### Data excerpts
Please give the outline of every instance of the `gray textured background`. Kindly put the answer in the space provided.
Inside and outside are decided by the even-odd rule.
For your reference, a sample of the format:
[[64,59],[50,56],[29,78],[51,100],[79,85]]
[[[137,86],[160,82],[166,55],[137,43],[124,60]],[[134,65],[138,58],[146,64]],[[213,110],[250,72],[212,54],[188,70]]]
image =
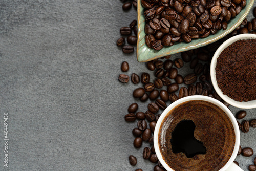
######
Copy the rows above word for word, leaving out the pictures.

Written solution:
Please give the outline of every instance of the `gray textured background`. Kindly put the answer in the space provided.
Inside and outside are decided by the even-odd rule.
For your reference, a sample of the format:
[[64,59],[50,56],[29,78],[51,100],[79,85]]
[[[137,86],[160,82],[166,55],[137,43],[124,60]],[[134,65],[138,58],[146,64]],[[213,110],[250,72],[212,54],[188,70]]]
image =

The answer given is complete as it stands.